• _Source document_:
Reply
Highlighted
Contributor
Posts: 27
Registered: ‎04-09-2016
Accepted Solution

Configure Cloudera CDH 5 for Real time Web logging dashboard analytics in HUE

I want to do a poc for How-to: Do Real-Time Log Analytics with Apache Kafka and Cloudera Search,i have a around 200 files of real time log data in 20 different servers,,Below are my questions:-

 

1)What should be the approach, i mean to pull data from these 20 servers?


2)How can i CONFIGURE Cloudera CDH 5 Virtual Machine to integrate kafka with these log servers to build a map reduce task?

Expert Contributor
Posts: 101
Registered: ‎01-24-2014

Re: Configure Cloudera CDH 5 for Real time Web logging dashboard analytics in HUE

doing some quick searching, this blog seems to be doing what I think is your intent, taking logs, storing in kafka, distributing to various consumers, one of those consumers being Cloudera Search (solr) [1]  you could make it simpler and store directly to solr[2] if you aren't planning on consuming the same data from multiple sources.  instead of logstash you could also use Flume [3] [4] as well. 

 

[1]https://www.elastic.co/blog/logstash-kafka-intro

[2]https://github.com/lucidworks/solrlogmanager

[3]http://www.cloudera.com/documentation/archive/search/1-3-0/Cloudera-Search-User-Guide/csug_flume_sol...

[4]http://blog.cloudera.com/blog/2014/11/flafka-apache-flume-meets-apache-kafka-for-event-processing/

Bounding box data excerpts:
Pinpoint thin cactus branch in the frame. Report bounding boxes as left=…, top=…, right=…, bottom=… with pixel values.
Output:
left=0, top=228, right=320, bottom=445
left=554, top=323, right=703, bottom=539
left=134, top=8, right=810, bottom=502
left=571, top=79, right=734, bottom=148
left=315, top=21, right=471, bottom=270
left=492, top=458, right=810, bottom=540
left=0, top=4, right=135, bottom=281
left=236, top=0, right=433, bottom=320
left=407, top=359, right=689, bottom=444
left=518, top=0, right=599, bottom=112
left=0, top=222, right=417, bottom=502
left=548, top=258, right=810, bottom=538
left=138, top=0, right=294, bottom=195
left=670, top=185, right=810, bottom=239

• _What is expected_:
Copy the forum thread on real-time log analytics with Cloudera CDH 5 from "I want to do" to "map reduce task?".

• _Response to the task_:
I want to do a poc for How-to: Do Real-Time Log Analytics with Apache Kafka and Cloudera Search,i have a around 200 files of real time log data in 20 different servers,,Below are my questions:-

 

1)What should be the approach, i mean to pull data from these 20 servers?


2)How can i CONFIGURE Cloudera CDH 5 Virtual Machine to integrate kafka with these log servers to build a map reduce task?